__Instructions__.
[a] In the reopening article, who is named as director of the Johns Hopkins Center for Health Security?
[b] Reproduce the passage of the reopening article starting with "Early evidence suggests" and going on through "lifted, he said.".

__Source document__.
[Start of section]
Controlling coronavirus cases will take effort, cooperation as states reopen, Johns Hopkins and MIT experts say

As states like Maryland begin to reopen, the burden increasingly will be on individuals and businesses to act responsibly to ensure coronavirus cases don’t surge back again.

This was the message from a panel of experts from Johns Hopkins’ Bloomberg School of Public Health convened Thursday to discuss how to reopen responsibly. Most states, including Maryland, have at least partially lifted stay-at-home orders.


Early evidence suggests people are willing to wear masks, distance themselves from others and avoid large crowds, among other necessary actions, said Dr. Tom Inglesby, director of the Johns Hopkins Center for Health Security. Surveys suggest people also are not all flocking to public spaces even when restrictions are lifted, he said.

“It’s concerning to see images of people gathering in large numbers at restaurants and beaches, but I think they are in the minority," Inglesby said. “For the most part, people are acting appropriately and acting cautiously.”


Nationally and in Maryland, cases have begun to trend downward overall, though some communities still are recording increases or have plateaued.

There have been more than 43,500 cases and more than 2,000 deaths in Maryland. There have been more than 1.5 million cases and almost 94,000 deaths across the country.

Inglesby joins other university and federal officials who say there could be a second big wave of coronavirus cases in the fall and even a number of smaller waves over the summer. The size of the outbreaks will be linked in part to how diligent people remain in taking precautions.

The U.S. Centers for Disease Control and Prevention, as well as Hopkins and others, have offered advice to people, businesses and states to responsibly reopen.

Crystal Watson, a senior scholar in the Hopkins Center for Health Security, said businesses need to consider how to keep both their staffs and customers safe.

They need to provide protective gear to workers and access to sanitizer or hand washing and regularly clean shared surfaces, she said. They could in some cases take employee temperatures to catch potential cases, though not everyone infected has a fever. Business owners need to reconfigure their shops to make sure customers can stay apart inside and consider other factors such as how long they remain.

“These are layered approaches,” she said. “Combined, the steps can reduce our risk.”

Beth Blauer, executive director of the Hopkins’ Centers for Civic Impact, emphasized that there is no one-size-fits-all approach because the virus has hit different communities harder than others. Prisons, nursing homes and meat packing plants have been hot spots. And seniors and black and Hispanic populations have been hit particularly hard.

She said it matters how risks and precautions are relayed.

“We need to make sure the messages are spoken in a language people can understand,” Blauer said.
[End of section]
__Provided records__.
[Start of section]
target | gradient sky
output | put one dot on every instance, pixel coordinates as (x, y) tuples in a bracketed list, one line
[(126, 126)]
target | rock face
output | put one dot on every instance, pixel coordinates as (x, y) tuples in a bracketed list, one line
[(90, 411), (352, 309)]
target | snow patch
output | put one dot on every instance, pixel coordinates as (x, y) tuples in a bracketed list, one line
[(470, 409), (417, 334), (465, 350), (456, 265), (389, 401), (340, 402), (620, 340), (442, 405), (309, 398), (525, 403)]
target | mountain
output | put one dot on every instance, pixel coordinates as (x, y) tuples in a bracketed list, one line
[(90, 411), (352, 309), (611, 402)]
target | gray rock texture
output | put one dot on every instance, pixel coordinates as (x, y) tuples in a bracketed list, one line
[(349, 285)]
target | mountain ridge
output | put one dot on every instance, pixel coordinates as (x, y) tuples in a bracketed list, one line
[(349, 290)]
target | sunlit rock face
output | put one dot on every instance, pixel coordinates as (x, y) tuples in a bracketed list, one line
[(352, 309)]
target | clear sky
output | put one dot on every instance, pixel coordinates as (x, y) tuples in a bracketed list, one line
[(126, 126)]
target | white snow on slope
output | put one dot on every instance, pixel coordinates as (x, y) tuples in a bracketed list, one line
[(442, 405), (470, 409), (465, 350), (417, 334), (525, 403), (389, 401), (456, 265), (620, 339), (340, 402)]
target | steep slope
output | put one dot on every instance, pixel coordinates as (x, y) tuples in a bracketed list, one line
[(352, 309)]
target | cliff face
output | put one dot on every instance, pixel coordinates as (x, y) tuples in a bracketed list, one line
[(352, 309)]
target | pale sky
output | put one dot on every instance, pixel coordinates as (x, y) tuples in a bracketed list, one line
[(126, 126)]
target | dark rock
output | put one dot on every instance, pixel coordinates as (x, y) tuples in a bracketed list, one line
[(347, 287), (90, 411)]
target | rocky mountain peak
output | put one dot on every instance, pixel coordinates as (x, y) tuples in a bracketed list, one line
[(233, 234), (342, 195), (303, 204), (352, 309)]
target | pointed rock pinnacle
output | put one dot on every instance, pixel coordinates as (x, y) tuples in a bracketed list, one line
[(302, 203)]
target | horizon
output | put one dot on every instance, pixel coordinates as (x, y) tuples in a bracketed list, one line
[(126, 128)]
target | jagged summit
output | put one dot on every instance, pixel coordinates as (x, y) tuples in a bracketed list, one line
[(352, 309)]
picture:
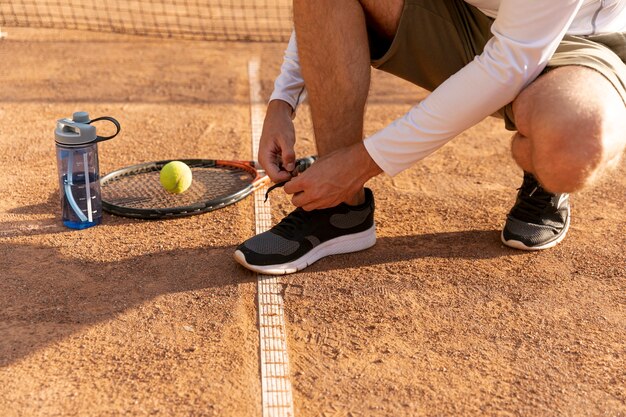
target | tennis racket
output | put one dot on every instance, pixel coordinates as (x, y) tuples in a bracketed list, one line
[(136, 191)]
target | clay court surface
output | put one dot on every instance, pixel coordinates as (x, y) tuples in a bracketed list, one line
[(155, 318)]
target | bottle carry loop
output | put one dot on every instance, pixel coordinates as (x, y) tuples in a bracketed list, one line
[(110, 119)]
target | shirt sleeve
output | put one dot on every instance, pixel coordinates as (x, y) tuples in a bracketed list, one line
[(526, 34), (289, 86)]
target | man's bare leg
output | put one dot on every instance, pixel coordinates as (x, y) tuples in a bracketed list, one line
[(572, 127), (334, 56)]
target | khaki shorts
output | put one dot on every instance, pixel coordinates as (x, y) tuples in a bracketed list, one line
[(436, 38)]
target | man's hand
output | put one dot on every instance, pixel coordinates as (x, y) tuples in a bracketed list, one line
[(276, 148), (333, 179)]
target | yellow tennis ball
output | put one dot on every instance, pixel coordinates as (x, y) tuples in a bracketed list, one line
[(175, 177)]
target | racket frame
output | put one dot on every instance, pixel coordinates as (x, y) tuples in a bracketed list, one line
[(260, 179)]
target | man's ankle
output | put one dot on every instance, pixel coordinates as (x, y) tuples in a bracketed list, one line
[(357, 199)]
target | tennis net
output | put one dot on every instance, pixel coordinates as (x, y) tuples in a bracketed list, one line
[(230, 20)]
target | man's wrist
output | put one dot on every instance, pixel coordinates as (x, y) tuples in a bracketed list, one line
[(282, 106), (367, 167)]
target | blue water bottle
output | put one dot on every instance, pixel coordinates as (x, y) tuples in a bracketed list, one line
[(79, 174)]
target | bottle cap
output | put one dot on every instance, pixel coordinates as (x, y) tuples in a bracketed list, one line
[(76, 131)]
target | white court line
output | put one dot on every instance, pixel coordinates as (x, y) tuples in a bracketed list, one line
[(277, 396)]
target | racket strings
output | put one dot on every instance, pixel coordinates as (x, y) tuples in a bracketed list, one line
[(143, 190)]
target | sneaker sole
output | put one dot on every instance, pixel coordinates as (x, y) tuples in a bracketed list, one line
[(516, 244), (342, 244)]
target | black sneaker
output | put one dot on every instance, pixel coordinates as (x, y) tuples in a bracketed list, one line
[(538, 220), (304, 237)]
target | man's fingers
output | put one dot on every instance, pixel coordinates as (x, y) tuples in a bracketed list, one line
[(289, 159), (295, 185), (272, 168)]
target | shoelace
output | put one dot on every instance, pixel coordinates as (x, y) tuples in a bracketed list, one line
[(534, 201), (301, 165), (293, 221)]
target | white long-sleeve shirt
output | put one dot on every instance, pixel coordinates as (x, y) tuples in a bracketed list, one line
[(526, 34)]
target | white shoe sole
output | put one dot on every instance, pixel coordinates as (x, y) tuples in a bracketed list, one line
[(342, 244), (516, 244)]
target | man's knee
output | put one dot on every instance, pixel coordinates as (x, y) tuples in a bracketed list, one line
[(569, 154), (576, 122)]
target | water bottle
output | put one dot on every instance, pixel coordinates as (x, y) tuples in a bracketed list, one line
[(79, 174)]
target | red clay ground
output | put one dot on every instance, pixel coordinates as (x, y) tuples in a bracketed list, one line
[(154, 318)]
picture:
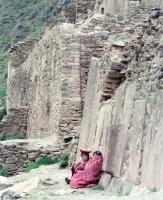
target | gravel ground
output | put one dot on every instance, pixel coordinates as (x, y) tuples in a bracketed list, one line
[(51, 186)]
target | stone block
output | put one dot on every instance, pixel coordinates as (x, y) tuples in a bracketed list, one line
[(105, 180)]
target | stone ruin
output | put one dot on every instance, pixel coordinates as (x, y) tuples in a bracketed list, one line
[(96, 81)]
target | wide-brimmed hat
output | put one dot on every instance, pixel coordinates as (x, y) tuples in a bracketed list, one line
[(85, 150)]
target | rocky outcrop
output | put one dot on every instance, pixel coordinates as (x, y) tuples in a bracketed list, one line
[(99, 83), (16, 155), (122, 114)]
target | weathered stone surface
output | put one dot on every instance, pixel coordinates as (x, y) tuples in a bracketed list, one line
[(98, 84)]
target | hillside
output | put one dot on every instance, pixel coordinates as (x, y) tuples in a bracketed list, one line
[(22, 20)]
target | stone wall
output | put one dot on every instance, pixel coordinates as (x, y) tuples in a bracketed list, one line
[(77, 12), (15, 123), (153, 3), (16, 155)]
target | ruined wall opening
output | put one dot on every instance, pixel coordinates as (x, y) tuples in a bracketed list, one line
[(102, 11)]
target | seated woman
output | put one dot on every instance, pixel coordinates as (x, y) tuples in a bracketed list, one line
[(90, 176), (77, 167)]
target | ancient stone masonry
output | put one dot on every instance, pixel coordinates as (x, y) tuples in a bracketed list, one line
[(15, 123), (77, 12), (96, 83)]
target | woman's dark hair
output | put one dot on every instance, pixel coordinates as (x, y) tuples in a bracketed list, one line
[(98, 153)]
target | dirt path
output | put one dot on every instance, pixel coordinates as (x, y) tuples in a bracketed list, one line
[(51, 186)]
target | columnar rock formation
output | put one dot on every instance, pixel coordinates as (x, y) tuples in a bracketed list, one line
[(99, 82)]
[End of section]
__Answers for each item__.
[a] Dr. Tom Inglesby

[b]
Early evidence suggests people are willing to wear masks, distance themselves from others and avoid large crowds, among other necessary actions, said Dr. Tom Inglesby, director of the Johns Hopkins Center for Health Security. Surveys suggest people also are not all flocking to public spaces even when restrictions are lifted, he said.